------ EXTRAIT DU DOCUMENT

Zoom par François Varlin
L’Hiver sous la table
Depuis le mois de janvier, le théâtre de l'Atelier résonne des applaudissements du public qui saluent "L'Hiver sous la table" de Roland Topor, avec la talentueuse et belle Isabelle Carré. La pièce vient d'être récompensée de six Molière.
Cinq silhouettes se profilent sur le devant de la scène, cinq pantins venus prendre leur place dans un conte, puis qui repartent et laissent les belles lumières d'André Diot baigner la scène sans rideau du théâtre de l'Atelier. Voici L'Hiver sous la table de monsieur Dragomir.
Sous la table...
Immigré d'Europe centrale, Dragomir est le locataire de la jolie mademoiselle Michalon. Pas une location ordinaire. En manque d'argent, la belle lui loue... le dessous de sa table ! Cordonnier de son état, il vit et tape sur les savates sous la table, tandis que la jeune femme vit et tape à la machine dessus. Dessus-dessous, la vie s'organise, leurs rapports de voisinage aussi. Le soir, ils abaissent les montants de la nappe pour délimiter leurs espaces d'intimité respectifs. Mais à trop s'ignorer, on finit par s'aimer. L'un monte déjeuner avec l'autre, quand l'une descend chercher un objet tombé chez le premier. La vue de l'étroit espace vital n'est guère variée pour ce savetier ; ce sont les jambes de la jeune femme élégamment croisées qui s'imposent à lui, mais il s'interdit d'y penser : un jour Dragomir héberge son cousin... La table abrite alors deux colocataires.
En toute simplicité !

------------

PROBLÈME POSÉ A –
Relevez chaque ligne de la liste qui contient le mot « woman », en respectant les majuscules et les minuscules.
La critique et la liste n'ont aucun rapport entre elles.

------ LISTE DE DONNÉES

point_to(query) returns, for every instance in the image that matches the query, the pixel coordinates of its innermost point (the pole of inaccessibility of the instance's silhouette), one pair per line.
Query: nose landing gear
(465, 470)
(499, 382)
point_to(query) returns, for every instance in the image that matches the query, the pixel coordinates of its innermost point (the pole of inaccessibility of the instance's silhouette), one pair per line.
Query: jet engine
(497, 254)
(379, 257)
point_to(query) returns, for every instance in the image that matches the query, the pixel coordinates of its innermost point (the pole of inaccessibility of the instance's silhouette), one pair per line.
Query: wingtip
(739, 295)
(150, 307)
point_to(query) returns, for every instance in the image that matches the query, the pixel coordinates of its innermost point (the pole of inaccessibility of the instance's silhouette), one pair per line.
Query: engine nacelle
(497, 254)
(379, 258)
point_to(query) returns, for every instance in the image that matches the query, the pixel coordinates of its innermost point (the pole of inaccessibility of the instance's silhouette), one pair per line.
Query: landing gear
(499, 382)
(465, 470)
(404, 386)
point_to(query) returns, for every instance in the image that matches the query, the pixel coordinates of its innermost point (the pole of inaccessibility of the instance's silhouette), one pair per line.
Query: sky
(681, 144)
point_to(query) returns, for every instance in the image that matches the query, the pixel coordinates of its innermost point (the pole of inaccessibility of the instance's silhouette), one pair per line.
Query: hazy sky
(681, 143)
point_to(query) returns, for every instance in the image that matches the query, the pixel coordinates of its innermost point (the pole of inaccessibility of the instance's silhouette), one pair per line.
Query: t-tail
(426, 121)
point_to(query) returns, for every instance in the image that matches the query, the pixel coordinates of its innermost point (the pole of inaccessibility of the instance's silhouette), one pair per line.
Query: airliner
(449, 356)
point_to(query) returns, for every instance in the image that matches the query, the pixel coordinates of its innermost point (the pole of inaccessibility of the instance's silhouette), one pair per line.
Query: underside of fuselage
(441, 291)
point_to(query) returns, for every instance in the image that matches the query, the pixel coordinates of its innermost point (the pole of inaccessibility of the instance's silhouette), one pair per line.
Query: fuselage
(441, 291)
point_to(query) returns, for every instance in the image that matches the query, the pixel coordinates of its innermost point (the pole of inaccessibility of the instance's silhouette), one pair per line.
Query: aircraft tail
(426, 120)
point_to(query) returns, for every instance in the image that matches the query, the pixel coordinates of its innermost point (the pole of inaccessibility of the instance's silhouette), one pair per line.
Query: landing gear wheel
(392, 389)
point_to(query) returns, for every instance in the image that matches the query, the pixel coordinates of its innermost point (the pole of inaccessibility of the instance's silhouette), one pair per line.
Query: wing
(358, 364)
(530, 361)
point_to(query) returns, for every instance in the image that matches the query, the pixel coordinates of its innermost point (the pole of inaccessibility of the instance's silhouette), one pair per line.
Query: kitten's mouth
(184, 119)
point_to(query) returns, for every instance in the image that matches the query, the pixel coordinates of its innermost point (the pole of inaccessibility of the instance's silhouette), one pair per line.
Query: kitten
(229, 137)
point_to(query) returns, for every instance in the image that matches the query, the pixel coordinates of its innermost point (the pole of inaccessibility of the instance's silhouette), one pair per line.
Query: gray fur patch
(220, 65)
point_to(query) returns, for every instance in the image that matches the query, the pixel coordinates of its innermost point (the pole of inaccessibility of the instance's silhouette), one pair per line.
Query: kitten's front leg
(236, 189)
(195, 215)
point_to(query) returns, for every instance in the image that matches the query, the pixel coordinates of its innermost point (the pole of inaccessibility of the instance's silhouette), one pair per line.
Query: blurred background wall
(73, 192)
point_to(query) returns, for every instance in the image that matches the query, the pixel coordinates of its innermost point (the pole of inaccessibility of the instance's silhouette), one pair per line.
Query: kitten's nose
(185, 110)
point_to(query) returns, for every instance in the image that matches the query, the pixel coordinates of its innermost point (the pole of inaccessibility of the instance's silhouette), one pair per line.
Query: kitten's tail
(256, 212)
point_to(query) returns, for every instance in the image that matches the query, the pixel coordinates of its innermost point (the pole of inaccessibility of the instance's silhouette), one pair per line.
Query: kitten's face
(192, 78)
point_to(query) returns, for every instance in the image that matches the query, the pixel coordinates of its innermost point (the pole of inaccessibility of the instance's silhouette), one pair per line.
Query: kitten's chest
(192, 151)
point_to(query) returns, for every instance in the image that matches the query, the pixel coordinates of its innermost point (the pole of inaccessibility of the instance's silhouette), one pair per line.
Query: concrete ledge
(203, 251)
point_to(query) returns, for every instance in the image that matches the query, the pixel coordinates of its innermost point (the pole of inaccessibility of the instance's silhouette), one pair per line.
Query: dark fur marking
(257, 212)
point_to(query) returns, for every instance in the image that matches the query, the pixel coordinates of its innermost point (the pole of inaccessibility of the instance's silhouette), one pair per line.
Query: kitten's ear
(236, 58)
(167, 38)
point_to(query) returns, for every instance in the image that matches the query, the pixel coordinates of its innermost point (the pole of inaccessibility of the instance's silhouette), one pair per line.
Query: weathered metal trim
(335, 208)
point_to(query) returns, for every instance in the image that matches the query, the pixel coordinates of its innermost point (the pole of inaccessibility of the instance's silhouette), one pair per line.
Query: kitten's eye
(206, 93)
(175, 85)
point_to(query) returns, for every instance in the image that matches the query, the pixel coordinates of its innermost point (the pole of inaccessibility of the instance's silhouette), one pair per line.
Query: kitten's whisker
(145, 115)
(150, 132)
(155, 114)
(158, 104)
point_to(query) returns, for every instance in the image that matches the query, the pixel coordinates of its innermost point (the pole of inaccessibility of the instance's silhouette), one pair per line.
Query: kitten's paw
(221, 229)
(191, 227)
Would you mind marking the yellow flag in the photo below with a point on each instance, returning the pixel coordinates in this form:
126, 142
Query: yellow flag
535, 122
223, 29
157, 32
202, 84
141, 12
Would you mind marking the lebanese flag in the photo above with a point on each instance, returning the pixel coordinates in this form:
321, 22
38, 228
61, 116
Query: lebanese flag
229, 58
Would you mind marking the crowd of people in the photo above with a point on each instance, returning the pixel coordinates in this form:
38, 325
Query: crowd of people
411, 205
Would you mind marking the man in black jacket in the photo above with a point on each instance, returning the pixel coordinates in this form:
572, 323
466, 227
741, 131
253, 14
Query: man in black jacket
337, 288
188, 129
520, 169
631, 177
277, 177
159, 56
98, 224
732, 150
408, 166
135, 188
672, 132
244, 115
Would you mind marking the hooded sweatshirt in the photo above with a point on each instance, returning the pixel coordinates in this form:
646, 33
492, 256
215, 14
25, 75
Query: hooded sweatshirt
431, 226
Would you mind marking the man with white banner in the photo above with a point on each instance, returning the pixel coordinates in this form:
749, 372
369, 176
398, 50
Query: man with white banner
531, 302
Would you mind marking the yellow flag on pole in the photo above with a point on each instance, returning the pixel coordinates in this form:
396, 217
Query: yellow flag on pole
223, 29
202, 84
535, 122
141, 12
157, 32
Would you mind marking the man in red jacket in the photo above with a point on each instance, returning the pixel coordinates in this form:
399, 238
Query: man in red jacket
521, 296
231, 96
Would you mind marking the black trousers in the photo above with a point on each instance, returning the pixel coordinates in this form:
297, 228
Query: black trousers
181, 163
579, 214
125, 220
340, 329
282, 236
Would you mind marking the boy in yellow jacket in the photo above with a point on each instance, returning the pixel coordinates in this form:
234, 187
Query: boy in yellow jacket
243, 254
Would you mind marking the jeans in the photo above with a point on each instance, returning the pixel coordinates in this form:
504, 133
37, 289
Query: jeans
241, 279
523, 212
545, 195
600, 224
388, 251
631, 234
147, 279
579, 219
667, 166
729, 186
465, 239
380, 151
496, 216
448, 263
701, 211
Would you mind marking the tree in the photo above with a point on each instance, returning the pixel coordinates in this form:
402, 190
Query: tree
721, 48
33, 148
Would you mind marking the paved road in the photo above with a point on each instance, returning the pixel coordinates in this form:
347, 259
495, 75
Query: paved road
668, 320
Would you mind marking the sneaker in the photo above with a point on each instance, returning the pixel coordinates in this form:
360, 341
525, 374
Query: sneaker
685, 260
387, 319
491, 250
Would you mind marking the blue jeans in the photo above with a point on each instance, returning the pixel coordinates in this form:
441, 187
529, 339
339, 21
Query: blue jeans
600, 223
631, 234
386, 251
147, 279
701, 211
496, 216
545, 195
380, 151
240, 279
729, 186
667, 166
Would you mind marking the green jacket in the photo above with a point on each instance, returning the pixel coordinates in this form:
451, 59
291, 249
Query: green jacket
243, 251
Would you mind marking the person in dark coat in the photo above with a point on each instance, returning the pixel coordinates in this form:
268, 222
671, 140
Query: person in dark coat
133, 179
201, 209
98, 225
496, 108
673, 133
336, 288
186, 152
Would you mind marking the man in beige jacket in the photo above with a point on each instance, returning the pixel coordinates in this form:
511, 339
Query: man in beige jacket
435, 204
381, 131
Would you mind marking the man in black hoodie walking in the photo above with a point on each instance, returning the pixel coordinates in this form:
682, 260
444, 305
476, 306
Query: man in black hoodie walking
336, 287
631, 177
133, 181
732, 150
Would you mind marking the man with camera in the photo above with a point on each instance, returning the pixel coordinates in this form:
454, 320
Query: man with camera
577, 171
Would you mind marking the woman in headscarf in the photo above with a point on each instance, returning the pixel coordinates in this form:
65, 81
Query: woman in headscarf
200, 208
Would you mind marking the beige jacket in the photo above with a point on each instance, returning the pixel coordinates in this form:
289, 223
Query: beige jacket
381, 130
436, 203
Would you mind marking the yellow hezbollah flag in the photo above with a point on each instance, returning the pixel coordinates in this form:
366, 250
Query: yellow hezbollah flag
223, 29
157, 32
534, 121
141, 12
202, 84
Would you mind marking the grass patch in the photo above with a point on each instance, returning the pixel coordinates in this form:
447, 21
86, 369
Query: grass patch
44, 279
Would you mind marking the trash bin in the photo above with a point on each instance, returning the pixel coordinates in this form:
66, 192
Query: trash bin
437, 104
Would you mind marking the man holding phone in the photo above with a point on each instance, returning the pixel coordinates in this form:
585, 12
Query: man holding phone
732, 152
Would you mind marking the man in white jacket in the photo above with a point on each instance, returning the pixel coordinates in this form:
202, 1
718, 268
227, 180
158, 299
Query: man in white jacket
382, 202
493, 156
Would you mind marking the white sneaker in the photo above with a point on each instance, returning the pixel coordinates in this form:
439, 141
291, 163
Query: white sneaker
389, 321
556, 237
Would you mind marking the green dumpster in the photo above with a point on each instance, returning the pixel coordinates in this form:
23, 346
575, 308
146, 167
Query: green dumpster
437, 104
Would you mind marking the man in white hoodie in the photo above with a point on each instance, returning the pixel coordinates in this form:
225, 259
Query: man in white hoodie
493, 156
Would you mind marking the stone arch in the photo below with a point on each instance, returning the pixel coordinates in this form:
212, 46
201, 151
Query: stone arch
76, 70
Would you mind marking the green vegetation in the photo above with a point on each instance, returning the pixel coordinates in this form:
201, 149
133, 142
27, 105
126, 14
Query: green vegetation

------------

PROBLÈME POSÉ B –
Recopiez mot pour mot le passage de la critique qui commence par « Cinq silhouettes se » et va jusqu'à « de monsieur Dragomir. ».

RÉPONSE FINALE A –
Would you mind marking the woman in headscarf in the photo above with a point on each instance, returning the pixel coordinates in this form:
Query: woman in headscarf

RÉPONSE FINALE B –
Cinq silhouettes se profilent sur le devant de la scène, cinq pantins venus prendre leur place dans un conte, puis qui repartent et laissent les belles lumières d'André Diot baigner la scène sans rideau du théâtre de l'Atelier. Voici L'Hiver sous la table de monsieur Dragomir.